Exactly as written, quote every line that follows, skipping the images.

(Excerpts from point annotation data)
────────

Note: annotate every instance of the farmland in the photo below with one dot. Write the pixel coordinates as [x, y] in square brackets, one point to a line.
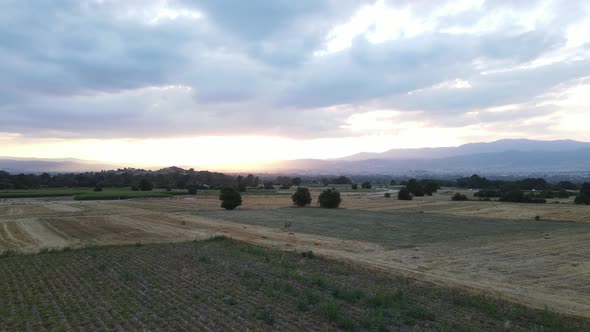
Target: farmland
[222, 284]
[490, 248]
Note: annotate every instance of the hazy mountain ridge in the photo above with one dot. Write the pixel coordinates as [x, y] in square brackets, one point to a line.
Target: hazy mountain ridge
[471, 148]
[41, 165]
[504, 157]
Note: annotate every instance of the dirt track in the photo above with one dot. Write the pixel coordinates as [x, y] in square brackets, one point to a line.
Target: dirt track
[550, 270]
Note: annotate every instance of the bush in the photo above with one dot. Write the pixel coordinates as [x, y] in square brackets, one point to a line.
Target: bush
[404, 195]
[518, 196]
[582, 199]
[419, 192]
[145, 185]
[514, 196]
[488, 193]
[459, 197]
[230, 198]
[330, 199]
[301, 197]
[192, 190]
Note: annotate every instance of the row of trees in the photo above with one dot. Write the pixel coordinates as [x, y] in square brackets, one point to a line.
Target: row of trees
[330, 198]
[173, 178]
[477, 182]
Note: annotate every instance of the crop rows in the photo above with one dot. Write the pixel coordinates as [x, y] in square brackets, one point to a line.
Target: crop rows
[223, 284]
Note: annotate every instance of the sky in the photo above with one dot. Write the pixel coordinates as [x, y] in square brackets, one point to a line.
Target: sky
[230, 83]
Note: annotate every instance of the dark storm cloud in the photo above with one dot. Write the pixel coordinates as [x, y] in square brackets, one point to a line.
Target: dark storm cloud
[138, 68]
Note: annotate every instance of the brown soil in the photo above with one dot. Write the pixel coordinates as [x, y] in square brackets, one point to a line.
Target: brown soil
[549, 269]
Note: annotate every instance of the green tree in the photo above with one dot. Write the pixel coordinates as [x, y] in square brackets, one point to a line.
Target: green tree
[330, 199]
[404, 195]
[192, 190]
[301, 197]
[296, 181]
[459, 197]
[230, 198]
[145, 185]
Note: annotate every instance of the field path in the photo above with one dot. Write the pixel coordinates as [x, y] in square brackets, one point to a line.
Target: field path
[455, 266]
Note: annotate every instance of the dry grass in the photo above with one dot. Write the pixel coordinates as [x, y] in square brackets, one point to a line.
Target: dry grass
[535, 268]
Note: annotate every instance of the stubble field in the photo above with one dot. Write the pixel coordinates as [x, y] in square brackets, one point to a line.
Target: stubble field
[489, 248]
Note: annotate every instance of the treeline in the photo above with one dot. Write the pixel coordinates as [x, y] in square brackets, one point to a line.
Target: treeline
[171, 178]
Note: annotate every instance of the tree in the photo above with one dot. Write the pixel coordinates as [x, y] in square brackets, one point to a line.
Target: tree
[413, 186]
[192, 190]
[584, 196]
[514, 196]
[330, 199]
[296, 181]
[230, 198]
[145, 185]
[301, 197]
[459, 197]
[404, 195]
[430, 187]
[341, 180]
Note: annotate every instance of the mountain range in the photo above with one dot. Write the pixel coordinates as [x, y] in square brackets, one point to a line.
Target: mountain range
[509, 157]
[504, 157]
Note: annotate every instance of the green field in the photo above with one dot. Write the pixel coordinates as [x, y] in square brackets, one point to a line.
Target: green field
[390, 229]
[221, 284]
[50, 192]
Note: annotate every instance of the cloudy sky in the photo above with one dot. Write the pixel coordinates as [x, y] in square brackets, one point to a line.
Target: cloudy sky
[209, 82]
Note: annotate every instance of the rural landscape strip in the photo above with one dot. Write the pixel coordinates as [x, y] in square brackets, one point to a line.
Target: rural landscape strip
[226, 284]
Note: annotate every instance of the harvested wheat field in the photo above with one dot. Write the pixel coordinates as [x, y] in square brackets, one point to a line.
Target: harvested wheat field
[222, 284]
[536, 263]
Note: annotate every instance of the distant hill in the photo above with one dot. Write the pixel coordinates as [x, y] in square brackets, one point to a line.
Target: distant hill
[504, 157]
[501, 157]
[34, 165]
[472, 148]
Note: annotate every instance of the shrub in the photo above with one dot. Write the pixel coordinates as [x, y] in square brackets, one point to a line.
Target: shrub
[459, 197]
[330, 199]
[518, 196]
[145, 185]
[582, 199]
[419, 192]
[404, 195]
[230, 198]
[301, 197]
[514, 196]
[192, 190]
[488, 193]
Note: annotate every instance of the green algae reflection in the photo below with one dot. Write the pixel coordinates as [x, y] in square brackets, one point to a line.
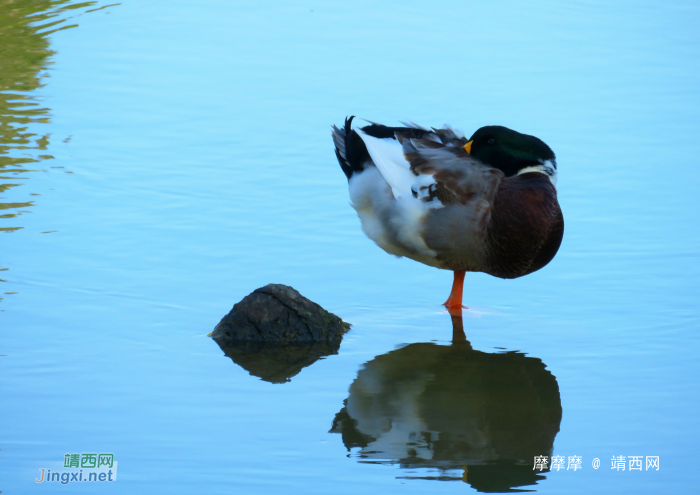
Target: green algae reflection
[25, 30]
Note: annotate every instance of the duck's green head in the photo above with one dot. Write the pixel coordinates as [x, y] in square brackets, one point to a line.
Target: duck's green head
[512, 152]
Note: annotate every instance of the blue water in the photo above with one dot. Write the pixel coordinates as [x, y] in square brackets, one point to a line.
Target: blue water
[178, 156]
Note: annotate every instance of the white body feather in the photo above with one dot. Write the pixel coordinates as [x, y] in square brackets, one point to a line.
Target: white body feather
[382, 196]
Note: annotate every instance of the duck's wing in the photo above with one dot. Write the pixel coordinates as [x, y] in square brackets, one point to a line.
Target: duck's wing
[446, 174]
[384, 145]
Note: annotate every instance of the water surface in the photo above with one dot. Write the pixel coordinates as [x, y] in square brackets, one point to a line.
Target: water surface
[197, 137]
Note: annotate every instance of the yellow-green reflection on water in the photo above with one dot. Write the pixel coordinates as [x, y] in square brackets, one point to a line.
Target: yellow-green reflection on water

────────

**Solution to this task:**
Note: annotate every instance of the farmland in the photo below with one dot. Write the pixel coordinates as [x, y] in square brackets, one point to a line.
Target: farmland
[222, 284]
[490, 248]
Note: annotate every instance of the hazy mountain ridge in the photo above with one dot. Write the pixel coordinates as [x, y] in square brackets, one point to a line.
Target: hazy mountain ridge
[471, 148]
[41, 165]
[504, 157]
Note: annotate every instance of the dirt track in the photo above with one dot. Write the pixel coordinates as [x, y] in square brackets, one point to a line.
Target: dirt track
[550, 270]
Note: annotate every instance of the bush in the photo above with one dot. Write the pixel coordinates as [x, y] in square brackets, one point to a line.
Target: bush
[404, 195]
[518, 196]
[582, 199]
[419, 192]
[145, 185]
[514, 196]
[488, 193]
[459, 197]
[230, 198]
[330, 199]
[301, 197]
[192, 190]
Note: annotate every instance of the row of trees in the photo above with one dot. Write the pixel coordinates as [x, y] in square brackets, one point to a line.
Target: row of trees
[330, 198]
[173, 178]
[477, 182]
Note: annotate every instance of the crop rows in the photo above with one dot. Write the pixel coordinates as [x, y] in square brackets, one point to a line.
Target: crop rows
[223, 284]
Note: annotate every instance of the sky in the photo above with one dot. Write the pixel coordinates as [x, y] in square brackets, one point to a line.
Target: sky
[230, 83]
Note: annotate every instance of the dark storm cloud in the photo above with one dot. Write the pixel coordinates as [x, y] in square brackets, one point to a line.
Target: dark storm cloud
[138, 68]
Note: annotate every instance of the brown soil in the photo above with one dot. Write the pixel coordinates as [x, y] in square brackets, one point to a line.
Target: brown soil
[549, 269]
Note: annotate every instance of the green tree in the photo above with one dot. Write the pixel coordinates as [x, y] in square brackets, one point to a line.
Target: green tree
[330, 199]
[404, 195]
[192, 190]
[301, 197]
[296, 181]
[459, 197]
[230, 198]
[145, 185]
Note: annotate every instance of the field path in the photo above with one dot. Write the pixel coordinates as [x, y] in square brackets, one point to a line.
Target: field path
[455, 266]
Note: annotate every instance of the dry grass in the photo above with one dot. Write the pixel coordinates as [x, y] in square brackets, one point to a line.
Target: dry grass
[535, 268]
Note: annotate every instance of the stubble field in the photo above with one dot. Write the pixel coordinates as [x, y] in square brackets, one point to a line.
Target: stubble field
[489, 248]
Note: annotate every instance of the treeline in the photo above with one dot. Write the pixel coordinates as [x, y] in square brackets, one point to a line.
Target: treeline
[171, 178]
Note: annotate every instance of the tree in the photo above with one dot. Write the pixel coordinates as [x, y] in square brackets, one point to a line.
Target: tree
[413, 186]
[192, 190]
[584, 196]
[514, 196]
[330, 199]
[296, 181]
[230, 198]
[145, 185]
[301, 197]
[459, 197]
[404, 195]
[430, 187]
[341, 180]
Note: annotate every instance of the mountain range in the photo above with one dot. Write the pixel coordinates as [x, y] in square brackets, one point to a line.
Target: mountain range
[509, 157]
[504, 157]
Note: annotate every instance of the green field in the photo above with one dot. Write the pixel coordinates as [x, y] in square brackets, one point to a line.
Target: green field
[390, 229]
[221, 284]
[50, 192]
Note: annotate every instance of the cloudy sky in the photo above with one dot. Write the pixel coordinates as [x, y] in square brackets, one point to a line.
Target: cloudy sky
[209, 82]
Note: annotate every instance of the rural landscape strip in the photo above with one dot. Write the pixel coordinates as [x, y] in square brackets, one point to a line.
Target: rural landscape strip
[226, 284]
Note: annotate every instance of the harvested wheat field in the photo above with one dot. Write the pixel coordinates as [x, y] in square brackets, one point to a line.
Target: harvested wheat field
[222, 284]
[536, 263]
Note: annotate every instance of the distant hill in the photo above with one dot. Write the pixel coordinates as [x, y] in square brackets, one point to a line.
Target: distant hill
[504, 157]
[501, 157]
[34, 165]
[472, 148]
Note: annotate every instance of the shrub in the photo above with one dot. Write the pixel coordinates as [x, y] in square brackets, one point to a line.
Target: shrub
[459, 197]
[330, 199]
[518, 196]
[145, 185]
[582, 199]
[419, 192]
[404, 195]
[230, 198]
[301, 197]
[514, 196]
[192, 190]
[488, 193]
Note: annotate every instance of the green algae reflection in the photo below with one dot. Write the pixel coordinates as [x, y] in square brackets, one point to a line.
Target: green algae reflection
[25, 30]
Note: annotate every instance of the duck's green head in the photo above with one dot. Write the pixel coordinates as [x, y] in square brackets, one point to a line.
Target: duck's green head
[512, 152]
Note: annotate every instance of the blue water in the photo above with one dot. Write the pixel coordinates as [x, y] in square brackets, one point to a line.
Target: blue water
[178, 156]
Note: annotate every instance of the white body feather in the photo above with one dot. Write the pixel coordinates as [x, y] in square brackets, one point to a line.
Target: white body feather
[382, 196]
Note: annotate every instance of the duck's wing in the photo above with one dot. Write the pixel coordinates as [x, y] in square brackets, one point to a line.
Target: duck's wing
[446, 174]
[384, 145]
Note: annotate every instance of the water surface in the photo above with one dot. Write the pixel coordinates as [x, y] in square brackets, one point to a line.
Target: water surface
[197, 137]
Note: annotate every instance of the yellow-green reflection on water in the photo above with one dot. Write the pixel coordinates as [x, y] in square brackets, one point to a line.
Target: yellow-green reflection on water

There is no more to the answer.